Copy the records below exactly as they appear.

**Point placement records:**
↓↓↓
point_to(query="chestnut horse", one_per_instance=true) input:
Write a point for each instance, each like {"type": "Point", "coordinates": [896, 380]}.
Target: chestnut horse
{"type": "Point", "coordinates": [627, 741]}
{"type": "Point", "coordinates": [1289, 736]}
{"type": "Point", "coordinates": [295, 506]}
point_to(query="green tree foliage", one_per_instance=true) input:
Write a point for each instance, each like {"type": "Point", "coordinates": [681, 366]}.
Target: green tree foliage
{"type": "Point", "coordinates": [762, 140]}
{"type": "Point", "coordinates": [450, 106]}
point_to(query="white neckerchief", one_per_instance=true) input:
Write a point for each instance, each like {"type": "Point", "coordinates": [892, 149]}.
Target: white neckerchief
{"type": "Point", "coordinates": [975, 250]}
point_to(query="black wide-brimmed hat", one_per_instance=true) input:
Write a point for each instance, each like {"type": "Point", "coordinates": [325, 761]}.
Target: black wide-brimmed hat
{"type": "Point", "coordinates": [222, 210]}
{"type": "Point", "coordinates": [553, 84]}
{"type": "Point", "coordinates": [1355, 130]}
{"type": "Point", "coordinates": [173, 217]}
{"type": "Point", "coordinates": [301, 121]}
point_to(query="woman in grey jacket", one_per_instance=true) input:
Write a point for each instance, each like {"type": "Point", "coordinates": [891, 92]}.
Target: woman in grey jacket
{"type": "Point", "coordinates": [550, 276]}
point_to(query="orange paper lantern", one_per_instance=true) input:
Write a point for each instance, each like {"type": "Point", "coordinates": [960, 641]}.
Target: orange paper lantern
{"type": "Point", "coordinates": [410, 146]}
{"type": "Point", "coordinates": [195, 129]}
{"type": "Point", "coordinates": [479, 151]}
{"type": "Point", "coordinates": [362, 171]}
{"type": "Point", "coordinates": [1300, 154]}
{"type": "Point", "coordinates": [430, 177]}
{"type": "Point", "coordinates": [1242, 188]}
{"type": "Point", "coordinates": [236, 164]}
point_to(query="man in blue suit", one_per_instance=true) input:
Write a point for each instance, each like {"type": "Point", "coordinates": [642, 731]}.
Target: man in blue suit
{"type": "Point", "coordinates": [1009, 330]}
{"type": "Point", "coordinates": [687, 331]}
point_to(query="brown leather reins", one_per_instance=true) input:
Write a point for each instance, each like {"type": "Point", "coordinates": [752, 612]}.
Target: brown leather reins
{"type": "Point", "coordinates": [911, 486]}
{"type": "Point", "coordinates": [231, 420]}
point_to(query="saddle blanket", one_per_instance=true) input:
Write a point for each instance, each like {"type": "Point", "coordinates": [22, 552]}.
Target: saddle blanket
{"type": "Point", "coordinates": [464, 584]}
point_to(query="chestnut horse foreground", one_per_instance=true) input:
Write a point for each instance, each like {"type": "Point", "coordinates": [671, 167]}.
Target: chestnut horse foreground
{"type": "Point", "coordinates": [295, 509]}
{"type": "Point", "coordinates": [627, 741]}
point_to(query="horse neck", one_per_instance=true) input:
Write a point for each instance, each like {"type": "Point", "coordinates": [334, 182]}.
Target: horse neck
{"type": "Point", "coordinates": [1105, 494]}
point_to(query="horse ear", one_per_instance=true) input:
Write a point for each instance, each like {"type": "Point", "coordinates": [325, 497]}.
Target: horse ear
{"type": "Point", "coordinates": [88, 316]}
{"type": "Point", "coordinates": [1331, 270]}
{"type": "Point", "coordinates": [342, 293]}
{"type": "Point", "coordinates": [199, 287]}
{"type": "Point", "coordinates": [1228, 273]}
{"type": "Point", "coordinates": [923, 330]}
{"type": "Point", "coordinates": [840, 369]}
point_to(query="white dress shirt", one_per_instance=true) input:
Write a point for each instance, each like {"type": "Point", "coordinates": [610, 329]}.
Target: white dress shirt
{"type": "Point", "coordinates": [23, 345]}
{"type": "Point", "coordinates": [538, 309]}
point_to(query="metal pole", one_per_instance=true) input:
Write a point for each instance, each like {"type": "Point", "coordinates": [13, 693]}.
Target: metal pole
↑↑↑
**THE COMPLETED TASK:**
point_to(query="chestnut horse", one_per_instance=true) input:
Write a point for each instance, each like {"type": "Point", "coordinates": [896, 380]}.
Target: chestnut horse
{"type": "Point", "coordinates": [627, 741]}
{"type": "Point", "coordinates": [1289, 736]}
{"type": "Point", "coordinates": [295, 506]}
point_to(query="green tree foliage", one_per_instance=true) input:
Write a point for each instance, each like {"type": "Point", "coordinates": [681, 366]}.
Target: green tree foliage
{"type": "Point", "coordinates": [762, 140]}
{"type": "Point", "coordinates": [450, 106]}
point_to(query="white neckerchief", one_per_instance=true) input:
Write a point for each instance, each like {"type": "Point", "coordinates": [892, 149]}.
Target: white neckerchief
{"type": "Point", "coordinates": [975, 250]}
point_to(query="black wide-brimmed hat", one_per_instance=true) input:
Write a point for each instance, each like {"type": "Point", "coordinates": [325, 761]}.
Target: black wide-brimmed hat
{"type": "Point", "coordinates": [222, 210]}
{"type": "Point", "coordinates": [553, 84]}
{"type": "Point", "coordinates": [1355, 130]}
{"type": "Point", "coordinates": [173, 217]}
{"type": "Point", "coordinates": [301, 121]}
point_to(query="woman in grey jacket", one_per_instance=true) input:
Write a point for each instance, each like {"type": "Point", "coordinates": [891, 92]}.
Target: woman in grey jacket
{"type": "Point", "coordinates": [550, 276]}
point_to(query="orange paper lantern", one_per_instance=true) input:
Write a point for each instance, each like {"type": "Point", "coordinates": [960, 641]}.
Target: orange paper lantern
{"type": "Point", "coordinates": [410, 146]}
{"type": "Point", "coordinates": [195, 129]}
{"type": "Point", "coordinates": [479, 151]}
{"type": "Point", "coordinates": [362, 171]}
{"type": "Point", "coordinates": [1300, 154]}
{"type": "Point", "coordinates": [430, 177]}
{"type": "Point", "coordinates": [1242, 188]}
{"type": "Point", "coordinates": [236, 164]}
point_to(query="man in blue suit", one_per_instance=true) input:
Write a point for each instance, each like {"type": "Point", "coordinates": [642, 731]}.
Target: man in blue suit
{"type": "Point", "coordinates": [1009, 330]}
{"type": "Point", "coordinates": [687, 331]}
point_to(query="brown leather reins", one_per_instance=true) input:
Write a point for each instance, each like {"type": "Point", "coordinates": [752, 612]}.
Target: brown leather reins
{"type": "Point", "coordinates": [911, 486]}
{"type": "Point", "coordinates": [231, 420]}
point_to(query="saddle blanket", one_per_instance=true) input:
Write a point for each instance, each like {"type": "Point", "coordinates": [22, 552]}.
Target: saddle blanket
{"type": "Point", "coordinates": [464, 584]}
point_to(query="chestnut horse foreground", one_per_instance=true) input:
Write a point for each instance, each like {"type": "Point", "coordinates": [671, 167]}.
Target: chestnut horse foreground
{"type": "Point", "coordinates": [295, 509]}
{"type": "Point", "coordinates": [627, 741]}
point_to(query="horse neck", one_per_instance=true) input:
Write a point for each instance, each like {"type": "Point", "coordinates": [334, 182]}.
Target: horse neck
{"type": "Point", "coordinates": [1105, 494]}
point_to(query="horse ear", one_per_instance=true) input:
Write a point for each instance, each like {"type": "Point", "coordinates": [325, 497]}.
Target: horse ear
{"type": "Point", "coordinates": [88, 316]}
{"type": "Point", "coordinates": [1331, 270]}
{"type": "Point", "coordinates": [342, 293]}
{"type": "Point", "coordinates": [199, 287]}
{"type": "Point", "coordinates": [1228, 273]}
{"type": "Point", "coordinates": [923, 330]}
{"type": "Point", "coordinates": [840, 369]}
point_to(query="white dress shirt", one_per_instance=true) input:
Write a point for each instance, each like {"type": "Point", "coordinates": [610, 329]}.
Target: white dress shirt
{"type": "Point", "coordinates": [23, 345]}
{"type": "Point", "coordinates": [538, 309]}
point_to(query="metal pole", one_per_instance=true) input:
Write a point for each instance, each like {"type": "Point", "coordinates": [13, 693]}.
Target: metal pole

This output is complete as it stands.